__TEXTE FOURNI__
================

Sur la réforme des entreprises en difficulté: partie 2

Sur la réforme des entreprises en difficulté: partie 2

Publié le : 04/12/2014 04 décembre déc. 12 2014

Pour lire la première partie de cet article cliquer ici.

Suite de l'article sur la réforme du droit des entreprises en difficulté. (Partie 2)

II. LA SUPPRESSION DE CERTAINS CAS DE SAISINE D’OFFICE DU TRIBUNAL

2.1. La généralisation attendue des suppressions des hypothèses de saisine d’office du Tribunal.

Le 7 décembre 2012 le Conseil Constitutionnel a remis en cause l’une des règles les plus habituelles du droit des procédures collectives consistant à reconnaître à la juridiction compétente la faculté de se saisir d’office pour ouvrir une procédure collective.

Le Conseil Constitutionnel, a considéré

que la loi ne fixait pas les garanties légales ayant pour objet d’assurer qu’en se saisissant d’office, le tribunal ne préjuge pas de sa position lorsque, à l’issue de la procédure contradictoire, il sera appelé à statuer sur le fond du dossier au vu de l’ensemble des éléments versés aux débats les dispositions contestées, confiant au tribunal la faculté de se saisir d’office aux fins d’ouverture de la procédure de redressement judiciaire méconnaissant de ce fait les exigences d’impartialité découlant de l’article 16 de la déclaration de 1789.

================

(Données sources)
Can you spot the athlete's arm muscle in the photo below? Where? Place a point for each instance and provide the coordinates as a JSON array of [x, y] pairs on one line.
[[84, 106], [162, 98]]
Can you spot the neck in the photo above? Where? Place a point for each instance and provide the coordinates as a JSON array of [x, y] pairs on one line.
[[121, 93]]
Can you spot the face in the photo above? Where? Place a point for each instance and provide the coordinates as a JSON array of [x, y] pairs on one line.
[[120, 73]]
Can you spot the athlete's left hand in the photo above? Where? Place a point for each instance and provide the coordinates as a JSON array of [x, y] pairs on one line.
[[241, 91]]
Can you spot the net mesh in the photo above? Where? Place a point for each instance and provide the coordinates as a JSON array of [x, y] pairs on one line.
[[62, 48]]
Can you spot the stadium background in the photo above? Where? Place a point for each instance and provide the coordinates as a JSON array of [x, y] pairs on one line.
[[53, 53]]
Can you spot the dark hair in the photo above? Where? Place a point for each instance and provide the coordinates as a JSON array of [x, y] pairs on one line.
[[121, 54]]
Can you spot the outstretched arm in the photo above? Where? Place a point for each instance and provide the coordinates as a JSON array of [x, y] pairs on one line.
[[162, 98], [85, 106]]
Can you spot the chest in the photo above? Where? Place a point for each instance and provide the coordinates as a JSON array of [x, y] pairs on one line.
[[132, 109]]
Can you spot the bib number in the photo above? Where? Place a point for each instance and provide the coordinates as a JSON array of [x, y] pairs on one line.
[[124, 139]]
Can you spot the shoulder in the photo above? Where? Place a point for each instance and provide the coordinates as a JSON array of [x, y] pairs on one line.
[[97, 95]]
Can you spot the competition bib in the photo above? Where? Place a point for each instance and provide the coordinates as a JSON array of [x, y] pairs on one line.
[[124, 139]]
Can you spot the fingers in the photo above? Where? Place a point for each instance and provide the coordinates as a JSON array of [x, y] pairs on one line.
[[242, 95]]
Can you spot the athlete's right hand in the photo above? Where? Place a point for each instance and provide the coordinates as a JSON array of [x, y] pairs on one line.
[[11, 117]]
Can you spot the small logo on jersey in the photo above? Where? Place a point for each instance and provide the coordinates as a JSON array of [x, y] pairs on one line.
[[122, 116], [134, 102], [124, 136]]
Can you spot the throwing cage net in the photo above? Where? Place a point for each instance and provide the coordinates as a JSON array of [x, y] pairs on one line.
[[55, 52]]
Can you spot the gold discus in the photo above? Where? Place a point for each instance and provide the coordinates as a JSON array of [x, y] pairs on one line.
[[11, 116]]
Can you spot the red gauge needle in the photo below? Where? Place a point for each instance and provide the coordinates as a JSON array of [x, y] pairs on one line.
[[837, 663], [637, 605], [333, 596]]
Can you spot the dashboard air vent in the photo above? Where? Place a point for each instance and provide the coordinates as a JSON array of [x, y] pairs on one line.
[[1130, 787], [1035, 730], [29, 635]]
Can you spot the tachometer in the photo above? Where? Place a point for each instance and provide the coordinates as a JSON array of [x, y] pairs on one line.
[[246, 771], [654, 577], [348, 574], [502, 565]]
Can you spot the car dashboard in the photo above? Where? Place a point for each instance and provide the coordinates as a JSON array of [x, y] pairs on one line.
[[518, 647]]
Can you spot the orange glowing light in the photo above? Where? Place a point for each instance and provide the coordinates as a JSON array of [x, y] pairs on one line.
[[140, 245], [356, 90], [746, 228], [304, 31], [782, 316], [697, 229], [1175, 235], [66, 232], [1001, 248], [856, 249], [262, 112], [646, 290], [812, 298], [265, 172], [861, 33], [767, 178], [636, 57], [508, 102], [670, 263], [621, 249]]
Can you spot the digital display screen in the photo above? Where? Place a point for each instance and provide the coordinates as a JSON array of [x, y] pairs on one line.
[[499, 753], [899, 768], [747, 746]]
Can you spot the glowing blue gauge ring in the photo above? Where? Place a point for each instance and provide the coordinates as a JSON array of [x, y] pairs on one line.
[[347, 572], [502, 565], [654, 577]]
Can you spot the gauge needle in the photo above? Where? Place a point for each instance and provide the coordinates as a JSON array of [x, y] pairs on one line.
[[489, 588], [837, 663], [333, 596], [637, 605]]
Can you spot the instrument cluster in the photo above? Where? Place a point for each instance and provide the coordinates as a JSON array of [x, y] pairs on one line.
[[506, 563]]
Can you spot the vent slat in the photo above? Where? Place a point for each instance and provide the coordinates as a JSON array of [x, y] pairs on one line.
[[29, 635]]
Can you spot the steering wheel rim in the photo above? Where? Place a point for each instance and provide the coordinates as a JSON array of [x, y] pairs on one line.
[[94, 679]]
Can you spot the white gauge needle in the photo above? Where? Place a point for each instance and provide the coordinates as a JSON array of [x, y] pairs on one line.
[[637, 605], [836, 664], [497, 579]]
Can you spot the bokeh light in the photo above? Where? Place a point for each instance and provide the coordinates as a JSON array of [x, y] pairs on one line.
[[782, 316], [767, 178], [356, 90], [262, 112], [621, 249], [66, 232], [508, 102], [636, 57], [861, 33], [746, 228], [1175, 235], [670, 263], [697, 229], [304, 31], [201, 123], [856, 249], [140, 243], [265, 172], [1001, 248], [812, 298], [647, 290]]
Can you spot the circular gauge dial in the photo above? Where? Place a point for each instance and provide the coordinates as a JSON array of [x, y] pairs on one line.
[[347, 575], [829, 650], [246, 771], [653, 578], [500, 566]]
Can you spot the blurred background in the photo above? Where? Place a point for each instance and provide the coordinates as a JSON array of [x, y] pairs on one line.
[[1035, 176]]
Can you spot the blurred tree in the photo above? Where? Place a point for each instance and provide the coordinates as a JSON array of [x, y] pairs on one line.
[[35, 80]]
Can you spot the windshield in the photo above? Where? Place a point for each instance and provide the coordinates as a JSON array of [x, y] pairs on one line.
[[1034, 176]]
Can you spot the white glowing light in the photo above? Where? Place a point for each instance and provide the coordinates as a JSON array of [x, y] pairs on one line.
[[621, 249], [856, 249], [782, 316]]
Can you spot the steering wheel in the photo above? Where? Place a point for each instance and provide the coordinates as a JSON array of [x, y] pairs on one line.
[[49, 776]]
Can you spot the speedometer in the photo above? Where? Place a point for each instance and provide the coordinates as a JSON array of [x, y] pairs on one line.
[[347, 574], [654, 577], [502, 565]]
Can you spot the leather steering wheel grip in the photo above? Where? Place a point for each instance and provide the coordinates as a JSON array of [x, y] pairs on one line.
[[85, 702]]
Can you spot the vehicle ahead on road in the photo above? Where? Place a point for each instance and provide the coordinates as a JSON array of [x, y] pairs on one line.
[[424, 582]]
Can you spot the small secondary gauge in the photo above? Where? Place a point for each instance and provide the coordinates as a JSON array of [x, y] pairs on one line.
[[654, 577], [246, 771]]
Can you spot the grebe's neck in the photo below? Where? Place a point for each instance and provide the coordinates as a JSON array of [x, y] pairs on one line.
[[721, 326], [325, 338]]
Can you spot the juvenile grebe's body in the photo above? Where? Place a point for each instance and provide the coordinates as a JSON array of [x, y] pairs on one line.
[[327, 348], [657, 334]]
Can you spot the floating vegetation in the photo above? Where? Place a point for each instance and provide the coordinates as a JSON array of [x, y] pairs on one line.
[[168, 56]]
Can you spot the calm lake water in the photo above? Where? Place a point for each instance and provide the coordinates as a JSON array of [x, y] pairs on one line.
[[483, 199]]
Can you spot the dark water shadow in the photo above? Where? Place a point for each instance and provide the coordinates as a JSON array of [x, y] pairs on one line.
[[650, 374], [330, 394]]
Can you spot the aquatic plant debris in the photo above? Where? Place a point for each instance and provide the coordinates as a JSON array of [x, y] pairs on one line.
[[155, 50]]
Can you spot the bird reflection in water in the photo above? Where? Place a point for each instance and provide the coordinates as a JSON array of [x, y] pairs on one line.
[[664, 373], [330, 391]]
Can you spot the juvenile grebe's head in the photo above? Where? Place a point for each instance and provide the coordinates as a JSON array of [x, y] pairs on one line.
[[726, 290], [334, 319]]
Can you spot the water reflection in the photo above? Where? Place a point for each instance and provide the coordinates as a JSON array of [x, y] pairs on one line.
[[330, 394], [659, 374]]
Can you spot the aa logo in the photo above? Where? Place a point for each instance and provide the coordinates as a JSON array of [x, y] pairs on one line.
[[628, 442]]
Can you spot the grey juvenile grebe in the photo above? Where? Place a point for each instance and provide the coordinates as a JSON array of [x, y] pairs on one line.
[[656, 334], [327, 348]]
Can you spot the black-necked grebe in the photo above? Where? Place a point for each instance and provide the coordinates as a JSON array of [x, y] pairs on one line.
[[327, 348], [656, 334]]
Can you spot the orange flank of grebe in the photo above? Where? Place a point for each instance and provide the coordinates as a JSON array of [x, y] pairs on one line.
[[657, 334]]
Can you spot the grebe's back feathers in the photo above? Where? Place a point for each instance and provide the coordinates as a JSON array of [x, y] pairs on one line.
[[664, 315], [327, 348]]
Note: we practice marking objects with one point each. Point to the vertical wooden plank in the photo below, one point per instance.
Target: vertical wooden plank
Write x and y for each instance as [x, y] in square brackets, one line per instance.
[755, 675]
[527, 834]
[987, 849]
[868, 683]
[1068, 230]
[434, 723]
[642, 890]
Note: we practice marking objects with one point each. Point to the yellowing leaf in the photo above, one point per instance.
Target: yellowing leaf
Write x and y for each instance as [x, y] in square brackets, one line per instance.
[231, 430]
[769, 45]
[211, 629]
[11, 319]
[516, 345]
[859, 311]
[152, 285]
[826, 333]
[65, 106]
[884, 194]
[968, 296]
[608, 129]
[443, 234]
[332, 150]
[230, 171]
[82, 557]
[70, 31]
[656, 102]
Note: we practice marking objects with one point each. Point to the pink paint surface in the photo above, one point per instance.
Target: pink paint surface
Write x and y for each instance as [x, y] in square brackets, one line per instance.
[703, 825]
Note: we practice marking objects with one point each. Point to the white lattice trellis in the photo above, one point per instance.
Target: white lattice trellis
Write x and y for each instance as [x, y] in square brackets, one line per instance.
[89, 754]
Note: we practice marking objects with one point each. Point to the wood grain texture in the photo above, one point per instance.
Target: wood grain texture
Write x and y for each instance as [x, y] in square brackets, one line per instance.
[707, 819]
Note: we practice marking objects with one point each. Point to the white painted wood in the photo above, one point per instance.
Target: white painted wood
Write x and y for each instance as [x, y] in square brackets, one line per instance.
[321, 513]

================

Pour chacune des affirmations suivantes, dites par oui ou par non si elle concorde avec le texte sur la réforme des entreprises en difficulté, et citez les mots du texte qui en décident. 1. Le Conseil constitutionnel a rendu sa décision le 7 décembre 2012. 2. Le Conseil constitutionnel a jugé que la loi fixait les garanties légales nécessaires lorsque le tribunal se saisit d’office. 3. Les exigences d’impartialité invoquées découlent de l’article 16 de la déclaration de 1789.

1. Oui : « Le 7 décembre 2012 le Conseil Constitutionnel a remis en cause ».
2. Non : « que la loi ne fixait pas les garanties légales ».
3. Oui : « les exigences d’impartialité découlant de l’article 16 de la déclaration de 1789 ».